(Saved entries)
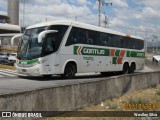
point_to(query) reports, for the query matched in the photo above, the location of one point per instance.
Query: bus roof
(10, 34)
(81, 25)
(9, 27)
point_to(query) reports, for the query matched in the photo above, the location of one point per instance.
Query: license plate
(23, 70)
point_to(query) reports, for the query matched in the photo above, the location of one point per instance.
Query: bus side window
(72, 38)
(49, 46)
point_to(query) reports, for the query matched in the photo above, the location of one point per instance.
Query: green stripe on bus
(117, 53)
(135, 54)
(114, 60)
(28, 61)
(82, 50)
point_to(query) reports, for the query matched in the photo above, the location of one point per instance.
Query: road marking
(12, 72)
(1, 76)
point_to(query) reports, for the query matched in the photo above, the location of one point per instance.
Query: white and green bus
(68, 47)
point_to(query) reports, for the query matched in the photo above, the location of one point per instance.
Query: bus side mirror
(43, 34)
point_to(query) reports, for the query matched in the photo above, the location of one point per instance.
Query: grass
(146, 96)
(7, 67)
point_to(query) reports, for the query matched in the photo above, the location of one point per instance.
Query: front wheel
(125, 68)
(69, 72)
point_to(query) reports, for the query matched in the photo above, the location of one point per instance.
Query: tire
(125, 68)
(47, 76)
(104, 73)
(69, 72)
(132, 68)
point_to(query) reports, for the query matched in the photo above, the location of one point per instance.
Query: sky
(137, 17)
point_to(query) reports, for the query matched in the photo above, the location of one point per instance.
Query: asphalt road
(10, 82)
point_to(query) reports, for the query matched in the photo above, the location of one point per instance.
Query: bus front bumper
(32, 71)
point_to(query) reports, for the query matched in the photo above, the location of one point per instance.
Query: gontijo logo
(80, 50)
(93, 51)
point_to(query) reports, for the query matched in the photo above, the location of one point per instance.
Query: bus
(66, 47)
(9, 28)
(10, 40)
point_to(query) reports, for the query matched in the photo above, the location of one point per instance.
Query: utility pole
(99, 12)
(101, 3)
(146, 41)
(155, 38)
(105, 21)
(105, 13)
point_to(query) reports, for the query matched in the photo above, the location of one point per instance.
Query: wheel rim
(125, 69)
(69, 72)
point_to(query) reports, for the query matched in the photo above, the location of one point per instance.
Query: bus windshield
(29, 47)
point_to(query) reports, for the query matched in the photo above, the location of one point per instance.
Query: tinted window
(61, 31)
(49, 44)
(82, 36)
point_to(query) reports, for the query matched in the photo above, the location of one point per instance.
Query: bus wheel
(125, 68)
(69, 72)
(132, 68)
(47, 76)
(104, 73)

WHAT TO DO - What is needed is a verbatim copy of the entries, leaving out any pictures.

SOLUTION TO THE PROBLEM -
point_to(query) reports, for the query matched in the photo above, the location of one point per instance.
Query: bus roof
(10, 34)
(81, 25)
(9, 27)
point_to(query) reports, for the query matched in the photo above, the location of one point per instance.
Query: license plate
(23, 70)
point_to(query) reports, for the query matched in the photo above, the location of one point per instance.
Query: bus side window
(72, 38)
(49, 46)
point_to(query) reports, for the query matched in the photo above, the location of one point per instance.
Query: green stripe on bus
(117, 53)
(135, 54)
(114, 60)
(28, 61)
(82, 50)
point_to(query) reports, for the query matched in the photo above, the location of one point per instance.
Query: road marking
(12, 72)
(1, 76)
point_to(query) reports, for the query matched in the photo above, the location of one point per instance.
Query: white and green bus
(68, 47)
point_to(query) reports, for the query matched in the photo above, the location of one point per instance.
Query: bus side mirror
(43, 34)
point_to(query) reports, for the query matched in the photo above, the location of one point per instance.
Query: grass
(146, 96)
(7, 67)
point_to(query) reports, for the query matched in the photo above, the location of one point per instance.
Query: front wheel
(125, 68)
(69, 72)
point_to(query) reports, for the query matched in the photo above, the location of one point per instance.
Query: tire
(125, 68)
(47, 76)
(104, 73)
(69, 72)
(132, 68)
point_to(query) reports, for the query matched in the photo above, the location of one point per instance.
Query: sky
(137, 17)
point_to(query) reports, for the query matched in the photo above, the location of one point per instance.
Query: asphalt road
(10, 82)
point_to(query) reports, for the query matched in the photo above, the location of one point per instance.
Query: bus front bumper
(32, 71)
point_to(query) reports, for the query matched in the photo above, the location of one point per instance.
Query: gontijo logo
(80, 50)
(93, 51)
point_to(query) reports, for the query matched in the photo above, the location of one point per instance.
Query: bus
(66, 47)
(9, 28)
(10, 40)
point_to(query) reports, for the query matched in the photo above, the location of one point per instance.
Query: utility pole
(99, 12)
(101, 3)
(146, 41)
(155, 38)
(105, 21)
(105, 13)
point_to(query) reports, for the query matched in the photo above, the location of one point per instance.
Query: wheel rim
(125, 69)
(69, 72)
point_to(query) reports, for the query matched in the photo above, the location of one point per instance.
Query: bus windshield
(29, 47)
point_to(query) reports, for the query matched in the photo above, the location of one point per instance.
Query: tinted window
(61, 31)
(49, 44)
(82, 36)
point_to(query) reports, for the query matched in the photo above, the location of one point per instance.
Query: bus wheel
(125, 68)
(69, 72)
(132, 68)
(47, 76)
(104, 73)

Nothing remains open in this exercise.